__Passage__:
:::

Since this is a legal blog, can anyone opine on the legality of a State judge issuing an order to withdraw a Federal Proceeding. Isn’t that claim more properly brought before the Federal Bankruptcy Judge?

Humphreys Executor | July 22, 2013 at 10:38 am

I’m by no means and expert in bankruptcy but I can’t imagine the state court order will withstand even cursory review. I agree that the bankruptcy court is quite competent to address issues arising from the Michigan Constitution and Michigan law.

    To my non-expert eyes, it seem that once the Bankruptcy has been filed, the Plaintiff and the State Court were bound by the automatic stay provided by 11 USC § 362. Perhaps a Bankruptcy Law specialist might put his or her two cents in. On the surface it seems the State Court should have referred Plaintiff to the Bankruptcy Court.

Up next: In “honor” of Treyvan, Barry will announce that he’s having the Feds bail out Detroit.

It’s all about solidarity, doncha know.

Daniel Hannan gets it.

Now have a look at the uncannily prophetic description of Starnesville, a Mid-Western town in Ayn Rand’s dystopian novel, Atlas Shrugged.

“A few houses still stood within the skeleton of what had once been an industrial town. Everything that could move, had moved away; but some human beings had remained. The empty structures were vertical rubble; they had been eaten, not by time, but by men: boards torn out at random, missing patches of roofs, holes left in gutted cellars. It looked as if blind hands had seized whatever fitted the need of the moment, with no concept of remaining in existence the next morning. The inhabited houses were scattered at random among the ruins; the smoke of their chimneys was the only movement visible in town. A shell of concrete, which had been a schoolhouse, stood on the outskirts; it looked like a skull, with the empty sockets of glassless windows, with a few strands of hair still clinging to it, in the shape of broken wires.

“Beyond the town, on a distant hill, stood the factory of the Twentieth Century Motor Company. “

[…] Now here’s the really extraordinary thing. When Ayn Rand published those words in 1957, Detroit was, on most measures, the city with the highest per capita GDP in the United States.

RTWT.

He also wrote:

These rust covered factories
Were once home to me
But my home is the road now
Thanks “Roger and me”

A nice ironic twist to this story considering the Dire Straits link , per wikipedia :

The city’s name originates from the Detroit River (French: le détroit du Lac Érié, meaning the strait of Lake Erie),

Dire straits indeed!

bob aka either orr | July 22, 2013 at 12:05 pm

The ironic part is that relatively little of Telegraph Road is in the city of Detroit… only about 2 1/2 miles in the northwest corner (the whitest part of town). As you go south, you go into Redford, Dearbornistan Heights and Dearbornistan.
And that area was part of the original power base of the Levin brothers (Sen. Carl, Rep. Sander) before they fled the city to go north into the largely-Jewish neighborhoods in Southfield and, later, West Bloomfield.
Detroit was going to depopulate somewhat, as nearly every city locked in from growing via annexation has. The children of the large families of back in the day had to leave to find housing outside the city. But Coleman Young’s distaste for white folk in the aftermath of the 1967 riots certainly didn’t help.

:::

__Goals__:
**a)** Answer these questions from the passage:
(i) Which statute does one comment cite as providing the automatic stay?
(ii) In what year did Ayn Rand publish the quoted words?
(iii) About how much of Telegraph Road lies within the city of Detroit?
**b)** Reproduce word for word the part of the passage that opens with the words containing "I’m by no means" and closes with "and Michigan law.".

__Excerpts of location labeling data__:
:::

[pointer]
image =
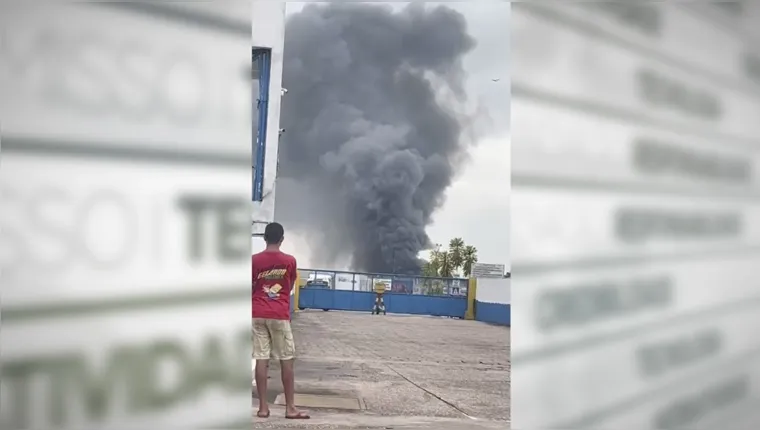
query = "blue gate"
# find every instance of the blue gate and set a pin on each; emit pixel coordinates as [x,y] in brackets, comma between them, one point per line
[354,291]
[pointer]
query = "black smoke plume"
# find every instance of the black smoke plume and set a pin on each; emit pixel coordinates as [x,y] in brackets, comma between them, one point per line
[370,145]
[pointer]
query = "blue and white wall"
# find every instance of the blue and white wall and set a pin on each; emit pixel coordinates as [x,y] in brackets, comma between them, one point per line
[268,31]
[493,298]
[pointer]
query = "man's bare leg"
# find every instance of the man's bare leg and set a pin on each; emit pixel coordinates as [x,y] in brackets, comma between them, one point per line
[289,384]
[262,373]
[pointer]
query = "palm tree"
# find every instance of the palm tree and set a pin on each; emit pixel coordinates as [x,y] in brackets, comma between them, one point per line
[456,250]
[469,258]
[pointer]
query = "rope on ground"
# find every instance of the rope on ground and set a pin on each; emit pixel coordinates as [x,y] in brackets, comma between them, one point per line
[452,405]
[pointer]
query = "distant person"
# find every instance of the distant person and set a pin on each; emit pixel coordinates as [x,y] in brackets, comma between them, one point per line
[274,274]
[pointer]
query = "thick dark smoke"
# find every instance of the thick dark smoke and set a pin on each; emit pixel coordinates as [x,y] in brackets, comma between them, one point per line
[369,148]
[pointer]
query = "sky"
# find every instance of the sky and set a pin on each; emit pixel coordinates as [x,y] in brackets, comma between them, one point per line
[478,202]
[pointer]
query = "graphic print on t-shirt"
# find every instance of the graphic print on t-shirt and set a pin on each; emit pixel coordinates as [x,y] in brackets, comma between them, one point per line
[273,291]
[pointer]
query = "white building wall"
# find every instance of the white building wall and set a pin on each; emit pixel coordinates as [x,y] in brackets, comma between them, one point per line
[268,31]
[494,290]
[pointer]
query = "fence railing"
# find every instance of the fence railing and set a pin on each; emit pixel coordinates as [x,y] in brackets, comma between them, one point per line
[397,284]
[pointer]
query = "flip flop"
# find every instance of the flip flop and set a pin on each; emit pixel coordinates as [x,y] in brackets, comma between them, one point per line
[298,416]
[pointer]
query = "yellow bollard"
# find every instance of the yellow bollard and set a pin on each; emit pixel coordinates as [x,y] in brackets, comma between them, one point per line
[472,287]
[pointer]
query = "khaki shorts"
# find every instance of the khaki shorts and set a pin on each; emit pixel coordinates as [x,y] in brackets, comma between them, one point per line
[272,339]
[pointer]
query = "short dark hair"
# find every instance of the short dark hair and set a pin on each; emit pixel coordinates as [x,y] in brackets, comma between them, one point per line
[273,233]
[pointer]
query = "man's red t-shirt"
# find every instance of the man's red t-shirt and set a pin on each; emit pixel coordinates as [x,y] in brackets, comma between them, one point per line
[274,273]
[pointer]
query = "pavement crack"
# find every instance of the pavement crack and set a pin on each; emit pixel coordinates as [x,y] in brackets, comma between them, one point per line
[441,399]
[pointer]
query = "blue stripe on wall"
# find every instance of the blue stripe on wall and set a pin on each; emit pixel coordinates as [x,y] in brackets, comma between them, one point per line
[494,313]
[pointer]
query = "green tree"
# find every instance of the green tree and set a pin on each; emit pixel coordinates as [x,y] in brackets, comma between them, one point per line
[456,253]
[446,263]
[469,258]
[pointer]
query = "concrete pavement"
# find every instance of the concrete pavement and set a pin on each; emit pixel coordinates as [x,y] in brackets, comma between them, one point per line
[409,372]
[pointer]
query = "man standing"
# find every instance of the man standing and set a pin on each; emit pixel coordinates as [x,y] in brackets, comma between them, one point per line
[274,274]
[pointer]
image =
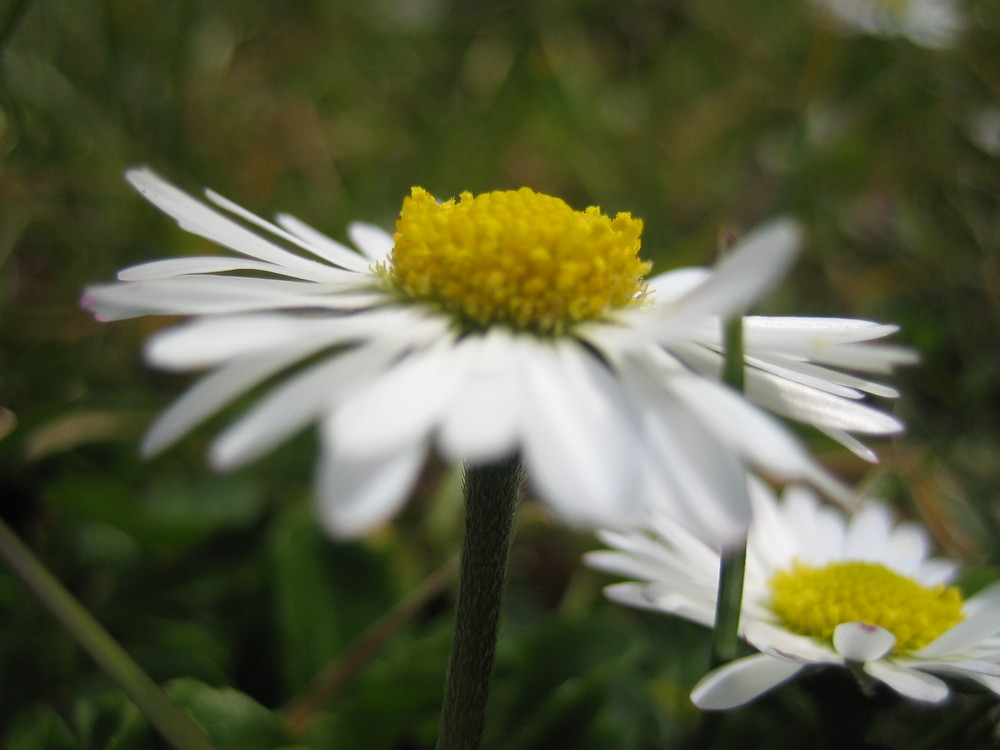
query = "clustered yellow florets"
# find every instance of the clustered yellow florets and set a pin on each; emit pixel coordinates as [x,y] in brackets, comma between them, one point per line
[815,600]
[515,258]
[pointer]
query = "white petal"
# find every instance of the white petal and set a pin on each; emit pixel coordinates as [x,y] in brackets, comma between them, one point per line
[323,246]
[868,534]
[691,476]
[938,570]
[481,418]
[852,444]
[821,530]
[401,406]
[859,641]
[298,401]
[842,330]
[777,641]
[675,283]
[579,435]
[208,294]
[743,276]
[195,216]
[373,241]
[813,406]
[772,541]
[966,634]
[909,682]
[207,342]
[295,239]
[165,269]
[356,495]
[748,430]
[741,681]
[908,548]
[986,599]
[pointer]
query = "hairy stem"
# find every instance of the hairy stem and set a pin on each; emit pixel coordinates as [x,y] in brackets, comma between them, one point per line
[492,494]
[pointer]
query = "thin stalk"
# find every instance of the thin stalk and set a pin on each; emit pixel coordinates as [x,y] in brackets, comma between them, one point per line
[732,566]
[176,726]
[492,494]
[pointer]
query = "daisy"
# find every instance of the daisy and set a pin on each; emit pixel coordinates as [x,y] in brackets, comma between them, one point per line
[821,589]
[505,323]
[930,23]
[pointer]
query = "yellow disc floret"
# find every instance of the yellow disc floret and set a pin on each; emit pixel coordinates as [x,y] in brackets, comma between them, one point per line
[515,258]
[815,600]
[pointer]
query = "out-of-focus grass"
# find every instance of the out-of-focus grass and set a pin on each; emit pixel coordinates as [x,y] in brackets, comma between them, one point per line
[693,114]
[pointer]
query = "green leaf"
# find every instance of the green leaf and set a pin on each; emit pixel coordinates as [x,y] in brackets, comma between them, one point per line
[231,719]
[326,594]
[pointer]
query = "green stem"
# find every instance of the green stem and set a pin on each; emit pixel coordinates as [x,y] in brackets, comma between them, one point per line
[339,674]
[177,727]
[492,494]
[732,566]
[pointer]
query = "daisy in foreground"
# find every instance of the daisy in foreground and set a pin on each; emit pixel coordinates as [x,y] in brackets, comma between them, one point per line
[820,589]
[491,326]
[929,23]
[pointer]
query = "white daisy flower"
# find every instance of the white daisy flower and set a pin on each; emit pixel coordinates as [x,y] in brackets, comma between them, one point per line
[820,589]
[495,324]
[929,23]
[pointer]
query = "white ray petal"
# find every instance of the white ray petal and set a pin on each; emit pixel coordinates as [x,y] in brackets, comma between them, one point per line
[296,402]
[210,394]
[852,444]
[165,269]
[812,406]
[323,246]
[403,405]
[862,642]
[743,427]
[206,342]
[667,287]
[986,599]
[966,634]
[743,276]
[355,495]
[761,327]
[741,681]
[197,217]
[294,238]
[371,240]
[579,435]
[908,548]
[482,416]
[868,535]
[779,642]
[208,294]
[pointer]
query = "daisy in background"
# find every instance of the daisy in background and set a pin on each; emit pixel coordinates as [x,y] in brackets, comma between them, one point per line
[505,323]
[821,589]
[929,23]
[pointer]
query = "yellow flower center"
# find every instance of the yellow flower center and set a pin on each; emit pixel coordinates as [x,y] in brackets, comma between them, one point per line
[815,600]
[515,258]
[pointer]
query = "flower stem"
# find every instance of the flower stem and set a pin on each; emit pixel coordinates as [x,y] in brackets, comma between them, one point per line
[492,494]
[176,726]
[732,567]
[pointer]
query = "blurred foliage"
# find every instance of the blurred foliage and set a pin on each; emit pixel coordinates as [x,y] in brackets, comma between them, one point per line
[693,114]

:::

__Solutions to the exercise__:
**a)**
(i) 11 USC § 362
(ii) 1957
(iii) About 2 1/2 miles, in the northwest corner of the city

**b)**
I’m by no means and expert in bankruptcy but I can’t imagine the state court order will withstand even cursory review. I agree that the bankruptcy court is quite competent to address issues arising from the Michigan Constitution and Michigan law.